● ACTIVITY
The lines below starting at the line containing "x=253, y=111" and ending at the line containing "x=323, y=474" are to be repeated exactly, with both ends kept and nothing else added.

● DATA SUPPLIED
=====

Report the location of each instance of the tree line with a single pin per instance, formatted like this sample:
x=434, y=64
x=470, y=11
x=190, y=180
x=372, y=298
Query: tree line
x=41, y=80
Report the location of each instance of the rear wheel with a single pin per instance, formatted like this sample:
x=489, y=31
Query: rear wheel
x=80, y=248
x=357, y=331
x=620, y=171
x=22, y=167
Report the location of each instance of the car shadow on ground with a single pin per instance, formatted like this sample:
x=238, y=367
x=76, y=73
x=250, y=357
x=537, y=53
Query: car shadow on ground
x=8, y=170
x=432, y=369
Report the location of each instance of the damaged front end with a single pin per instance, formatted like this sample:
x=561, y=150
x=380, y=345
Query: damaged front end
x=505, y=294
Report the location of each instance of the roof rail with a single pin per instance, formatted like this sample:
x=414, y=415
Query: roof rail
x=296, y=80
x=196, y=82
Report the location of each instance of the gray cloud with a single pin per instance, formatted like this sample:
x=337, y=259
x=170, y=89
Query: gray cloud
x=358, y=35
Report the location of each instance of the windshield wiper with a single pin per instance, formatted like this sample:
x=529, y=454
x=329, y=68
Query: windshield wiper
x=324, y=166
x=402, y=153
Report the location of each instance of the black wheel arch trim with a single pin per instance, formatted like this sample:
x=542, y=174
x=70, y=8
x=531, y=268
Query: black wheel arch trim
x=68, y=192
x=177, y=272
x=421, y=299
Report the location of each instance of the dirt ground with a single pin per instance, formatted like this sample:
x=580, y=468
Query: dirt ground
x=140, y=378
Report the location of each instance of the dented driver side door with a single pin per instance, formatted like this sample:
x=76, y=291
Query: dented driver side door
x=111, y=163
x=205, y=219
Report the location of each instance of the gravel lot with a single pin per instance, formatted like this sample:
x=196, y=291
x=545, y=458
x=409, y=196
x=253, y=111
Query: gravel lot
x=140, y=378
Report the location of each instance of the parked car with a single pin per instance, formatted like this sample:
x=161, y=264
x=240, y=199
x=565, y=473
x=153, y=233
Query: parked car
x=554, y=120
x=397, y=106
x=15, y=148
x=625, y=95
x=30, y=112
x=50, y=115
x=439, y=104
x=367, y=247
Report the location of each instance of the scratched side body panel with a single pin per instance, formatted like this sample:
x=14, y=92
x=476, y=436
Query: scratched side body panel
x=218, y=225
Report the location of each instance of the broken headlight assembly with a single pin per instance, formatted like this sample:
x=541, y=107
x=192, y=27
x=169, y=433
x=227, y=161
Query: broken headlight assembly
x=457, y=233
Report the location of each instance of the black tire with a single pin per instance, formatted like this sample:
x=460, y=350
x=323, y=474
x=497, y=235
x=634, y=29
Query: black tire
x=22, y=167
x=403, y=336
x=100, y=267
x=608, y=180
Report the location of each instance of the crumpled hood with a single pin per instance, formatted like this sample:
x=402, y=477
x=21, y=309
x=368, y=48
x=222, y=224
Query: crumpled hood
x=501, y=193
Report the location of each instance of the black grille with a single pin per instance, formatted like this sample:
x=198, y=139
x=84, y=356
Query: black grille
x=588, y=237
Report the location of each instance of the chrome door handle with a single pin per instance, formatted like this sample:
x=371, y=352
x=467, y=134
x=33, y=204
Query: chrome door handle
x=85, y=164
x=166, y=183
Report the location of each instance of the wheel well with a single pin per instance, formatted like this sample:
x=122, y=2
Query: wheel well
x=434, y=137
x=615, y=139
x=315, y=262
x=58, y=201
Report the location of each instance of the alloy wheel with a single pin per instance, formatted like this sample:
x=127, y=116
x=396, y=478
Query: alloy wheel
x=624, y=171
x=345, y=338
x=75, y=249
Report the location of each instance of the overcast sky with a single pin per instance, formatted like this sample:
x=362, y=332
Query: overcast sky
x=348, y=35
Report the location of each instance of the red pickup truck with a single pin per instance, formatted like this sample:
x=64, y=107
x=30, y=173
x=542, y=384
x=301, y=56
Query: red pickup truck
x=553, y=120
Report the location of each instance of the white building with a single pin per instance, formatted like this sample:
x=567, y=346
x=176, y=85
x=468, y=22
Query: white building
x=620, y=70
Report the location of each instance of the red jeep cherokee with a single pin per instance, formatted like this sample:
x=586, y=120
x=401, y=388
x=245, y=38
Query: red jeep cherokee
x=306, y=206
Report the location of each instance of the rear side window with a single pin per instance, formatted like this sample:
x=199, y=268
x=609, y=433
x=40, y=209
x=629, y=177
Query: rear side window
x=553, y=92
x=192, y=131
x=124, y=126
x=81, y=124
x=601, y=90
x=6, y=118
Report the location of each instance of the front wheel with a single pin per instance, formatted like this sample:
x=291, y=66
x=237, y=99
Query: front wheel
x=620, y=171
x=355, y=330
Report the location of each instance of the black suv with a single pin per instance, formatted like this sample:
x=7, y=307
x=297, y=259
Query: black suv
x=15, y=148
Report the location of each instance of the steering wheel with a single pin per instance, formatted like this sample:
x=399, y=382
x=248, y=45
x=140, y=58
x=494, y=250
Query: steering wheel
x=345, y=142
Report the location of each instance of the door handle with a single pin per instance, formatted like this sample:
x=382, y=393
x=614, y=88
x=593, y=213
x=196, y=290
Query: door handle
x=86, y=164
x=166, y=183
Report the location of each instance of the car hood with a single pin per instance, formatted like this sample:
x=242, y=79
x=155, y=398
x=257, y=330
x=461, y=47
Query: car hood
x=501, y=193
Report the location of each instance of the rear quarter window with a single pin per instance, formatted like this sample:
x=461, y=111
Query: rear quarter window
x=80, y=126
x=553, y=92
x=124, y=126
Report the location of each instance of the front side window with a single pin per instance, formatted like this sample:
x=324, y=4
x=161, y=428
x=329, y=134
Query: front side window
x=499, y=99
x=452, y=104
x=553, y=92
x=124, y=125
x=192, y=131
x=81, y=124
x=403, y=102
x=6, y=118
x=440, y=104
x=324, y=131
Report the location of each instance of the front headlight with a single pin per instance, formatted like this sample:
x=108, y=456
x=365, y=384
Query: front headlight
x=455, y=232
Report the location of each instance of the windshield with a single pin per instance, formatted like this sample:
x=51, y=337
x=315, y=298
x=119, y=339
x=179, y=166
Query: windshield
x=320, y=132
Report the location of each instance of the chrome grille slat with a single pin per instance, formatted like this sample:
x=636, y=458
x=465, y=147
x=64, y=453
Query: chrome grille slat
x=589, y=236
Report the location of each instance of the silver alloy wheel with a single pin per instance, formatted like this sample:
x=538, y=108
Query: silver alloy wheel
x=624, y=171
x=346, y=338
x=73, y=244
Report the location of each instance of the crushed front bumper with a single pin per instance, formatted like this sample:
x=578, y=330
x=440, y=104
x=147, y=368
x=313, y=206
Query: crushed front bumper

=====

● ANSWER TO THE PROBLEM
x=253, y=111
Query: gravel lot
x=140, y=378
Report the location of each instance of the parked car with a single pin per instance, formatted like this sample:
x=161, y=264
x=240, y=199
x=565, y=473
x=153, y=233
Query: parked car
x=554, y=120
x=397, y=106
x=15, y=148
x=625, y=95
x=30, y=112
x=50, y=115
x=439, y=104
x=367, y=247
Report the location of each instance of the scratched side body panel with a single pin per instance, formatted like this sample:
x=14, y=92
x=476, y=436
Query: scratched side body panel
x=218, y=225
Report the location of each instance of the broken headlight assembly with a single pin per instance, formatted like this sample:
x=541, y=107
x=192, y=27
x=169, y=433
x=227, y=161
Query: broken headlight assembly
x=457, y=233
Report the location of each instance of the black tire with a single pin per instance, formatted like this sample:
x=460, y=350
x=323, y=474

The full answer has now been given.